* start Input for this task *

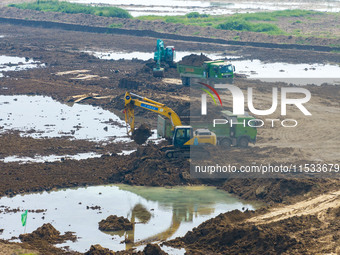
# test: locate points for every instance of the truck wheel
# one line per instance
(243, 142)
(225, 143)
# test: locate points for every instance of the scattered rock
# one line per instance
(153, 249)
(47, 233)
(141, 134)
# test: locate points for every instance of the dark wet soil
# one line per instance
(60, 50)
(141, 134)
(115, 223)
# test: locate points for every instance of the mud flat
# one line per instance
(172, 212)
(316, 200)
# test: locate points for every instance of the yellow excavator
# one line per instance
(184, 138)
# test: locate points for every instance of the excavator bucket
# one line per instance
(158, 72)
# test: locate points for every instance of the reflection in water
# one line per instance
(186, 203)
(158, 213)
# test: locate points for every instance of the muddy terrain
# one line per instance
(300, 215)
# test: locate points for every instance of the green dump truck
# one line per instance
(239, 134)
(210, 72)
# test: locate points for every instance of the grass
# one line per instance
(254, 22)
(66, 7)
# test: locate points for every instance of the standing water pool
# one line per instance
(174, 211)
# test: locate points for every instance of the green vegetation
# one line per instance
(240, 22)
(66, 7)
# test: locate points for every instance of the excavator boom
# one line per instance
(150, 105)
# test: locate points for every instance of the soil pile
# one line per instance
(194, 60)
(147, 166)
(115, 223)
(98, 250)
(153, 249)
(141, 134)
(227, 234)
(47, 233)
(276, 190)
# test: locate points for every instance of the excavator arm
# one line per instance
(150, 105)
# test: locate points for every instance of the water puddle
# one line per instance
(40, 117)
(50, 158)
(177, 7)
(8, 63)
(126, 152)
(174, 211)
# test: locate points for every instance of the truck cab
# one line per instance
(184, 136)
(219, 69)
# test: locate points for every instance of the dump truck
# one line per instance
(163, 54)
(184, 137)
(236, 135)
(210, 72)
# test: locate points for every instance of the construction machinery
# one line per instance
(239, 134)
(183, 137)
(210, 72)
(165, 55)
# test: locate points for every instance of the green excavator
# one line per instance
(163, 55)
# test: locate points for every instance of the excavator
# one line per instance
(184, 138)
(163, 54)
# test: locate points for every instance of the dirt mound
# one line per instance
(129, 83)
(115, 223)
(153, 249)
(277, 190)
(194, 60)
(141, 134)
(98, 250)
(47, 233)
(229, 234)
(141, 213)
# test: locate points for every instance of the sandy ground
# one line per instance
(299, 207)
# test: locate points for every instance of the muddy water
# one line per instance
(178, 7)
(39, 116)
(51, 158)
(174, 211)
(8, 63)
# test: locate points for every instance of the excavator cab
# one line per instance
(182, 134)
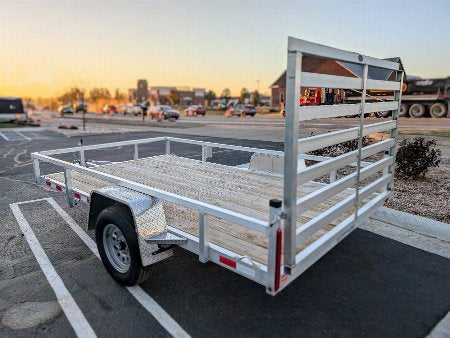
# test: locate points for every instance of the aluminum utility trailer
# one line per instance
(267, 221)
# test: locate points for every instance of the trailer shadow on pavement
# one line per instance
(368, 285)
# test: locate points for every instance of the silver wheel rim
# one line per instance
(416, 110)
(436, 111)
(116, 248)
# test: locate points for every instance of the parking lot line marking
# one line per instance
(73, 313)
(24, 136)
(4, 136)
(163, 318)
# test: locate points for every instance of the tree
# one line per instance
(209, 96)
(226, 94)
(173, 97)
(244, 94)
(118, 95)
(72, 95)
(97, 94)
(256, 98)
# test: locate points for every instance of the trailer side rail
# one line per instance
(372, 180)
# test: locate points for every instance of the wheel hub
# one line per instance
(116, 248)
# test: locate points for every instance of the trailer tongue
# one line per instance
(268, 220)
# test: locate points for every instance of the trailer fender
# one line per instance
(146, 211)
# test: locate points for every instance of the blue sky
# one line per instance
(46, 46)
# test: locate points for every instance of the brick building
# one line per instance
(329, 67)
(312, 65)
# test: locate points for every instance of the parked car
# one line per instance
(241, 110)
(81, 106)
(163, 112)
(195, 110)
(109, 109)
(65, 110)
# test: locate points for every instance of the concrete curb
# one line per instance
(442, 330)
(414, 223)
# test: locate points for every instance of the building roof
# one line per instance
(340, 68)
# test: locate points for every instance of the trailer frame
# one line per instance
(282, 230)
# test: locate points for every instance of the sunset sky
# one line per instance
(49, 46)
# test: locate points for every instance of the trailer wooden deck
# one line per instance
(244, 191)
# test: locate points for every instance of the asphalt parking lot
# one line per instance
(368, 285)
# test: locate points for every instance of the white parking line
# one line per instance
(4, 136)
(73, 313)
(24, 136)
(164, 319)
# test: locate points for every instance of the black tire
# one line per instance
(438, 110)
(417, 110)
(403, 111)
(385, 113)
(118, 216)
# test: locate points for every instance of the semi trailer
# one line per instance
(420, 98)
(267, 220)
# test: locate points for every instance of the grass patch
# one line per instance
(425, 132)
(9, 125)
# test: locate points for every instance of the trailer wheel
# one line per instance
(403, 111)
(417, 110)
(385, 113)
(438, 110)
(118, 246)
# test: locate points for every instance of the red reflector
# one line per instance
(227, 261)
(278, 260)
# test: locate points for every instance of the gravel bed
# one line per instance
(428, 197)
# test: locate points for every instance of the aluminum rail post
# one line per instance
(37, 170)
(394, 131)
(275, 245)
(360, 136)
(136, 152)
(68, 183)
(203, 235)
(167, 147)
(294, 65)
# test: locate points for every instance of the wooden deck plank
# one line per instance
(243, 191)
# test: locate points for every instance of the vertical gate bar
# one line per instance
(68, 183)
(362, 110)
(204, 154)
(82, 158)
(394, 132)
(136, 151)
(274, 226)
(333, 176)
(203, 227)
(292, 105)
(37, 171)
(167, 147)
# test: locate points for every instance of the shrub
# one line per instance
(340, 148)
(415, 157)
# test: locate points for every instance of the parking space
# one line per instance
(368, 285)
(25, 134)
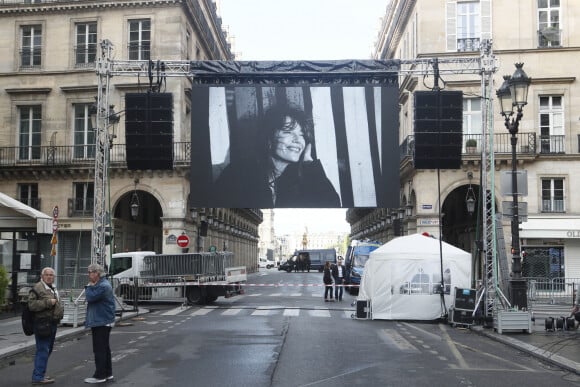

* end Input for this task *

§ **Problem statement**
Please pick out every line of the data above that contains the word "wooden" and copy each one.

§ **Solution to the problem**
# test: locate points for every instance of the trailer wooden deck
# test: locate points for every instance of the wooden deck plank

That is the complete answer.